-------- Material for this task
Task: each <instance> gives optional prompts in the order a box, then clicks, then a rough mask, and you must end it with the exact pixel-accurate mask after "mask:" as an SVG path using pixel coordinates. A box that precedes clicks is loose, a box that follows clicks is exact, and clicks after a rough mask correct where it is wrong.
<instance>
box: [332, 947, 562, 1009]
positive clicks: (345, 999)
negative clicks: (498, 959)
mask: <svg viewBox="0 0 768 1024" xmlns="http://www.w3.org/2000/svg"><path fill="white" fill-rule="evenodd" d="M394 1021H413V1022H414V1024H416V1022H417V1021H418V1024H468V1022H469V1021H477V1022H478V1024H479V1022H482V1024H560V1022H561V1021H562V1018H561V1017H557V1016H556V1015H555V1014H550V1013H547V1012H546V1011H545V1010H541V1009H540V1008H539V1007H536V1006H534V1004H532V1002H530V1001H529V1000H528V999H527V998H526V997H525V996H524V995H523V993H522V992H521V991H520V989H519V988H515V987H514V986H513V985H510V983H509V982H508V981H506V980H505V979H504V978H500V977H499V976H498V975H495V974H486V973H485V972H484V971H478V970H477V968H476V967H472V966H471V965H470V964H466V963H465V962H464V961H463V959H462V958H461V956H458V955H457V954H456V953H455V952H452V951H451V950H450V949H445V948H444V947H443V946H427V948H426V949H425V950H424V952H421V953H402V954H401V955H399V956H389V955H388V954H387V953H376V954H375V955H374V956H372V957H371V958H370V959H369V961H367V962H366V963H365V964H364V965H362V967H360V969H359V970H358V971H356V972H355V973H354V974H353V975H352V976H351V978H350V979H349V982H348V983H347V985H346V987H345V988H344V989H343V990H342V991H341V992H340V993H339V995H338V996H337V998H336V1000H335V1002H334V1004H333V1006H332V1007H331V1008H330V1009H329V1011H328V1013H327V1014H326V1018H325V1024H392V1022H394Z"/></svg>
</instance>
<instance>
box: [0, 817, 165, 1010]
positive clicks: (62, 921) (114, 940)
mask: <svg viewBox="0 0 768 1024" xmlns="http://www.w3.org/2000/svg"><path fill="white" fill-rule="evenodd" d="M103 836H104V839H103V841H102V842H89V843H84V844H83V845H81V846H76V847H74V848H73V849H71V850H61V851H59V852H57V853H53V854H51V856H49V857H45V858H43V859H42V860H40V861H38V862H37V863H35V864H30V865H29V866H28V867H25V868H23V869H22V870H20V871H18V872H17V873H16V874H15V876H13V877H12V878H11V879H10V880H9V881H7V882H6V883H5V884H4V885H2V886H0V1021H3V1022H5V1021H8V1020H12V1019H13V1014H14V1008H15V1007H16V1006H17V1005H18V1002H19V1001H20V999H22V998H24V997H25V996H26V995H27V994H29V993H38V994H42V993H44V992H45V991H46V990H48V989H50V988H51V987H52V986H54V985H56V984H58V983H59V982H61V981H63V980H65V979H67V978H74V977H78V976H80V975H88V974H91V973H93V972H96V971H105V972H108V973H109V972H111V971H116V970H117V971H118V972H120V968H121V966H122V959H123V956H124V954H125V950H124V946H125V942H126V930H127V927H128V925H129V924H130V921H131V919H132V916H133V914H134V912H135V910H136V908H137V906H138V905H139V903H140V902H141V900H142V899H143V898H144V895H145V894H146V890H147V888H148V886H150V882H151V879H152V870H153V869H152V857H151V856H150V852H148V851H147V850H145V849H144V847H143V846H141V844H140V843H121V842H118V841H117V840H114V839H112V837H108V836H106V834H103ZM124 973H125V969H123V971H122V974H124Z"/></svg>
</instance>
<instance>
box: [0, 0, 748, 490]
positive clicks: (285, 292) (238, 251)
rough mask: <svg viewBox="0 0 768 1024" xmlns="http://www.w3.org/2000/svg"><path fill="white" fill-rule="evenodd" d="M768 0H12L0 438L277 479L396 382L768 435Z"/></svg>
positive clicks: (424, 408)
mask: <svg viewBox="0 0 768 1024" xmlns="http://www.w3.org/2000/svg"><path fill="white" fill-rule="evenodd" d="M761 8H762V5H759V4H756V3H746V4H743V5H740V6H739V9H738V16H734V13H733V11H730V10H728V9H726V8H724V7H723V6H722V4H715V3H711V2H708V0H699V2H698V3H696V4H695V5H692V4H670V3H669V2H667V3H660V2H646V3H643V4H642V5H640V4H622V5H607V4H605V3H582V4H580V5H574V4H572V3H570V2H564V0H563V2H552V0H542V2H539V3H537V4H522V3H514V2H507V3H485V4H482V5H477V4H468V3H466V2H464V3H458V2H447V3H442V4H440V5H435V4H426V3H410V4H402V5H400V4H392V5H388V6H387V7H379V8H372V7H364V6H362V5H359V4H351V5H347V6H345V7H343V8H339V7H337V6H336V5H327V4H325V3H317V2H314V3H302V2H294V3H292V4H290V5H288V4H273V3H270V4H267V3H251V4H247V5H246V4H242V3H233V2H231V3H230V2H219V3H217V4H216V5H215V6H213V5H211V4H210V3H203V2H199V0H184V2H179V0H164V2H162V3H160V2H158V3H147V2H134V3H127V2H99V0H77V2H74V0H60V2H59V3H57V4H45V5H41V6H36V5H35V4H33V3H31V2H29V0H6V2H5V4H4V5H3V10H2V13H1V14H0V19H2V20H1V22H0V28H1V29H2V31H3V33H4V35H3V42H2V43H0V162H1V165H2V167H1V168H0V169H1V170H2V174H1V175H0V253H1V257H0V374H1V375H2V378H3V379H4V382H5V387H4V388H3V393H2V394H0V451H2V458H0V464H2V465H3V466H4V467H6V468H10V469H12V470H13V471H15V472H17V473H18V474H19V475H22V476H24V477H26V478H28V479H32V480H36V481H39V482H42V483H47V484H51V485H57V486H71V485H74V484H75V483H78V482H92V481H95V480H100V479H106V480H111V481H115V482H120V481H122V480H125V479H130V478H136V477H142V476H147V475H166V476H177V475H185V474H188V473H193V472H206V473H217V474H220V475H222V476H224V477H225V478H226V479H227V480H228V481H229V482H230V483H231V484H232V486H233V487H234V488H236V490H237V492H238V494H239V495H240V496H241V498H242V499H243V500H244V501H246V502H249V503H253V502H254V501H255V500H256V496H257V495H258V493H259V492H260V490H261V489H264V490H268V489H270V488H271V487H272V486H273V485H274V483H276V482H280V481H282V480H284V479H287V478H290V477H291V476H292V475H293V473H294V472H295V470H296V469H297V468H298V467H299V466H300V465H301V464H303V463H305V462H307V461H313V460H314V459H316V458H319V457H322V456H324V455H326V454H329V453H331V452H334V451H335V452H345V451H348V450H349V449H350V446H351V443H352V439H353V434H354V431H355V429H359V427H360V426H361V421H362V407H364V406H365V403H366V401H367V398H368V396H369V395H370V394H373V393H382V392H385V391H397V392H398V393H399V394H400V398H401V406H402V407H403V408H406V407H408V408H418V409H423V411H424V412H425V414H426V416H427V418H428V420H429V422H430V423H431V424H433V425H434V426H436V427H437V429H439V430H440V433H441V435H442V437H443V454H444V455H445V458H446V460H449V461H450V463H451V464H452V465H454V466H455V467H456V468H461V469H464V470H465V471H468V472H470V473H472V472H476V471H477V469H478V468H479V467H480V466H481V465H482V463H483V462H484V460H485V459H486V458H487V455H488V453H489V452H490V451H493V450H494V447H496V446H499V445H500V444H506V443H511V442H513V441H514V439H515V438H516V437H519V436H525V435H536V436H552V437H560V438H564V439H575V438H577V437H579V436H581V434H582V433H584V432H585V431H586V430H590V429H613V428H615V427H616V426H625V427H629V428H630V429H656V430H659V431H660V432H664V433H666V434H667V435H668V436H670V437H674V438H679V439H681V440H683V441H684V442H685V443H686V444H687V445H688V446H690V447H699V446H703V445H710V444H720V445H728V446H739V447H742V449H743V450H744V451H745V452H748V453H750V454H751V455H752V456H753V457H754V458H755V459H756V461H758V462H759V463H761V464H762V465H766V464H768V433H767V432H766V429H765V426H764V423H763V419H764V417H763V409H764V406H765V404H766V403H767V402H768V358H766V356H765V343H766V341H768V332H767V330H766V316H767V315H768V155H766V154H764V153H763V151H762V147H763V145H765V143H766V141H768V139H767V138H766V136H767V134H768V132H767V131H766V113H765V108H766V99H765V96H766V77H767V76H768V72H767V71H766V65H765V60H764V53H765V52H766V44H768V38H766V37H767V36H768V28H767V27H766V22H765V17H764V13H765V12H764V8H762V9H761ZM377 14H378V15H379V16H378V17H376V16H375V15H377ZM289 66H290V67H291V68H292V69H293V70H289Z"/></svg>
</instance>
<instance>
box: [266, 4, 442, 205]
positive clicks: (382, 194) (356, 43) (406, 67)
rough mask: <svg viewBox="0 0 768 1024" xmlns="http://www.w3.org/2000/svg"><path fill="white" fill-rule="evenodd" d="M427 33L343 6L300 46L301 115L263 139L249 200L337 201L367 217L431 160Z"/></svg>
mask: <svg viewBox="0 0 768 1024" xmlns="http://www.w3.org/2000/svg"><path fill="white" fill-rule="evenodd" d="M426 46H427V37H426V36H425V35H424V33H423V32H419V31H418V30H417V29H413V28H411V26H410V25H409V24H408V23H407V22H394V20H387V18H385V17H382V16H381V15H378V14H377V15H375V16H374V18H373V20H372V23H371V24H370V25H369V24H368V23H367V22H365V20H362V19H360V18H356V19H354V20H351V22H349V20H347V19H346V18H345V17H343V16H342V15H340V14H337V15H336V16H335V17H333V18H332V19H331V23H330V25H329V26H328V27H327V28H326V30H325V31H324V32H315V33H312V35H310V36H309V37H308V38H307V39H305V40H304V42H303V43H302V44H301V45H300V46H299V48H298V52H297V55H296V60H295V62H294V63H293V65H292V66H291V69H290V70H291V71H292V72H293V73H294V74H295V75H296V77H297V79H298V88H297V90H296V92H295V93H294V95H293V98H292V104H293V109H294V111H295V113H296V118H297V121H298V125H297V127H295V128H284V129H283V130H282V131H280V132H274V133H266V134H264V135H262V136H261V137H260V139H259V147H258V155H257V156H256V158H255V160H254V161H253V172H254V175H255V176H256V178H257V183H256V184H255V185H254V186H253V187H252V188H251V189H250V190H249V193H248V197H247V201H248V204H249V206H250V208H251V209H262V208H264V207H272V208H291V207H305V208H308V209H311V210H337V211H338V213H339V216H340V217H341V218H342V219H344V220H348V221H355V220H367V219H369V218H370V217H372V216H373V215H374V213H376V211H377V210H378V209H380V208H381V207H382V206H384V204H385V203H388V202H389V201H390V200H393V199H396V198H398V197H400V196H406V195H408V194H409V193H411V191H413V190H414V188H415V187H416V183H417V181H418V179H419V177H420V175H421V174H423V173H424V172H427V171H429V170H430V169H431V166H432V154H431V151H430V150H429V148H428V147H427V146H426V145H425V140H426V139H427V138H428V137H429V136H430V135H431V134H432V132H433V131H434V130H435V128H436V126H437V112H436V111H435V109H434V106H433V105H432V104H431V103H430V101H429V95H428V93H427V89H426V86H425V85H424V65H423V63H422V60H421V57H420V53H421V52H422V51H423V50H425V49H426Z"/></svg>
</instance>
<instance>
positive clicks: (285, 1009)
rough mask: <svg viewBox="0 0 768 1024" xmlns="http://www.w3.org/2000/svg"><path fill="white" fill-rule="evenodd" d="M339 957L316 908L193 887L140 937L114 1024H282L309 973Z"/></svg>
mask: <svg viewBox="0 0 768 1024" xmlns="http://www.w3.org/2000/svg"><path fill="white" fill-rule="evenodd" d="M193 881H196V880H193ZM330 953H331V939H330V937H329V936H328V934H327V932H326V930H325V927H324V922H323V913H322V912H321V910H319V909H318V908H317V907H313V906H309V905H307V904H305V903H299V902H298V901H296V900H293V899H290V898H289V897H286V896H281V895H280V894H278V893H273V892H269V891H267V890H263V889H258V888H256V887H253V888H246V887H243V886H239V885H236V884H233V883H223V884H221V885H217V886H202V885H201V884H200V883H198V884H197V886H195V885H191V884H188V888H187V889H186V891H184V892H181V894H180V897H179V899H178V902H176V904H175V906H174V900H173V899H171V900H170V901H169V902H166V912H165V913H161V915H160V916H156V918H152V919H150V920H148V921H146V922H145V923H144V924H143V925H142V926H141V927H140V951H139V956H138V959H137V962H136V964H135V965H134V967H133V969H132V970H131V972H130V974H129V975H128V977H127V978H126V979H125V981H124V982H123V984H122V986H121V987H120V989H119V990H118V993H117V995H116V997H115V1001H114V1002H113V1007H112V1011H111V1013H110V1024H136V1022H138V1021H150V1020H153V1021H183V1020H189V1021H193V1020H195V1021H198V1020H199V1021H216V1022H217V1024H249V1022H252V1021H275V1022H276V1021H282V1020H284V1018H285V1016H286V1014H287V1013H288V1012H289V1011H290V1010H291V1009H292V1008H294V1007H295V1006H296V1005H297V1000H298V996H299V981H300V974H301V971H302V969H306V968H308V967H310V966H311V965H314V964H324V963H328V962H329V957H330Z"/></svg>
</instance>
----------------
### To do
Swap "box" for "bounding box" in the lines running from the start of the items through the line containing "negative clicks: (498, 959)", inclusive, and give those lines again with nothing else changed.

### Solution for this exercise
Task: each <instance> gives optional prompts in the order a bounding box, then clicks, then a rough mask, and you must end it with the exact pixel-accurate mask after "mask:" as an SVG path using pixel coordinates. A bounding box that precedes clicks is loose, a bounding box that follows clicks is exact, and clicks after a rough mask correct where it is wrong.
<instance>
bounding box: [332, 947, 562, 1009]
positive clicks: (345, 999)
negative clicks: (498, 959)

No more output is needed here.